# [The request]
Which lines in the entries below contain the word "table"? List each of those lines in full.

Entries from a collection:
=======

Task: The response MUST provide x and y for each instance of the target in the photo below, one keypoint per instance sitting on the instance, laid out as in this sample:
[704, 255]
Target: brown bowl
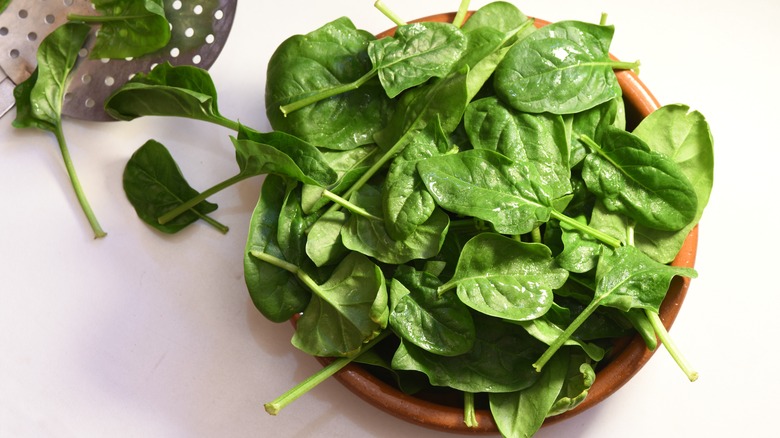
[628, 357]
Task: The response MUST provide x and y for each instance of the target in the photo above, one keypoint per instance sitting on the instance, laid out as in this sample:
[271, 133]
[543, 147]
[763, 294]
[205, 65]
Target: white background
[141, 334]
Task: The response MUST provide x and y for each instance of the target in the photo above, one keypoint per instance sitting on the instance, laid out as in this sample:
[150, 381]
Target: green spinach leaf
[154, 184]
[128, 28]
[644, 185]
[504, 278]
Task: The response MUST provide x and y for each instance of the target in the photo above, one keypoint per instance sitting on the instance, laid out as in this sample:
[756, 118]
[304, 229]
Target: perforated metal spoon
[199, 30]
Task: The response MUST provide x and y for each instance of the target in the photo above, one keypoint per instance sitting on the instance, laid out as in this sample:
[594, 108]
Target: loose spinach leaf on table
[39, 99]
[154, 184]
[167, 90]
[128, 28]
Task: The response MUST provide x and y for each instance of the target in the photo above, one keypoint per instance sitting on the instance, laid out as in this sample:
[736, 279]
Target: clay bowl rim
[627, 361]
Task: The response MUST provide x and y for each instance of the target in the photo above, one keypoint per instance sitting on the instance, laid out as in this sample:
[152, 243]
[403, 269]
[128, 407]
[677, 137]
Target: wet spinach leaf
[128, 28]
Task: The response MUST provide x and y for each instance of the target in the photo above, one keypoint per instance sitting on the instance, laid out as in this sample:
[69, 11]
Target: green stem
[563, 337]
[597, 234]
[74, 180]
[460, 17]
[329, 92]
[315, 379]
[670, 346]
[289, 267]
[175, 212]
[379, 4]
[350, 206]
[469, 410]
[98, 19]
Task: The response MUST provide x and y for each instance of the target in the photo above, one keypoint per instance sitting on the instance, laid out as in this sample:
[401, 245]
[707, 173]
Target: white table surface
[140, 334]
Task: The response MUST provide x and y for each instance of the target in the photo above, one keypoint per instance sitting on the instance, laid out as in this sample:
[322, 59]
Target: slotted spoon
[199, 30]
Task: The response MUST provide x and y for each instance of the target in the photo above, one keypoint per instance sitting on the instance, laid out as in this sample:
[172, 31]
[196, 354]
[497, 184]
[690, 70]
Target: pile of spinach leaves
[462, 202]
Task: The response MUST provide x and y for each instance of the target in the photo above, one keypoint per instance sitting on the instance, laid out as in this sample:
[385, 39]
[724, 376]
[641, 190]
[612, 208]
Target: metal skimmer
[199, 30]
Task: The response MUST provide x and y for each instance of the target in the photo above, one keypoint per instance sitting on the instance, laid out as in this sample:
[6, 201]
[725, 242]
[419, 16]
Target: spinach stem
[379, 4]
[460, 17]
[350, 206]
[597, 234]
[320, 376]
[563, 337]
[670, 346]
[326, 93]
[97, 19]
[469, 410]
[74, 180]
[289, 267]
[175, 212]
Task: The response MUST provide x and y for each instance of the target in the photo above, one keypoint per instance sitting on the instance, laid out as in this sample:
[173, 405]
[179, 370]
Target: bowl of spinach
[510, 226]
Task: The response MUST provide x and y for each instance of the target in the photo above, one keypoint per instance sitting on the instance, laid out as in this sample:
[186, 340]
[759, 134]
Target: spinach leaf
[274, 290]
[591, 123]
[683, 135]
[522, 413]
[167, 90]
[626, 279]
[644, 185]
[484, 184]
[562, 68]
[128, 28]
[370, 237]
[324, 245]
[500, 360]
[504, 278]
[39, 99]
[417, 52]
[154, 184]
[346, 311]
[576, 386]
[539, 138]
[406, 202]
[303, 65]
[440, 324]
[349, 167]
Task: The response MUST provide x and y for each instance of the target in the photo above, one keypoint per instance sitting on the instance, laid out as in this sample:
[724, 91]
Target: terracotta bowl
[628, 356]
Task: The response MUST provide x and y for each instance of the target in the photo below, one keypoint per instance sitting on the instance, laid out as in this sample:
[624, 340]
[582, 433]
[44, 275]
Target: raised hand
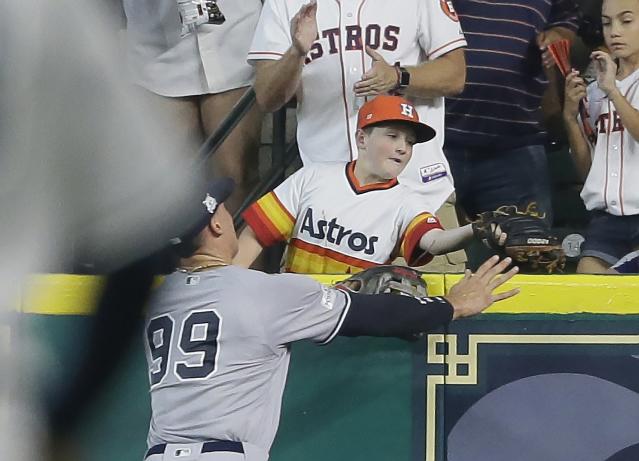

=======

# [Expected answer]
Target: loose spinach leaf on table
Target: white table surface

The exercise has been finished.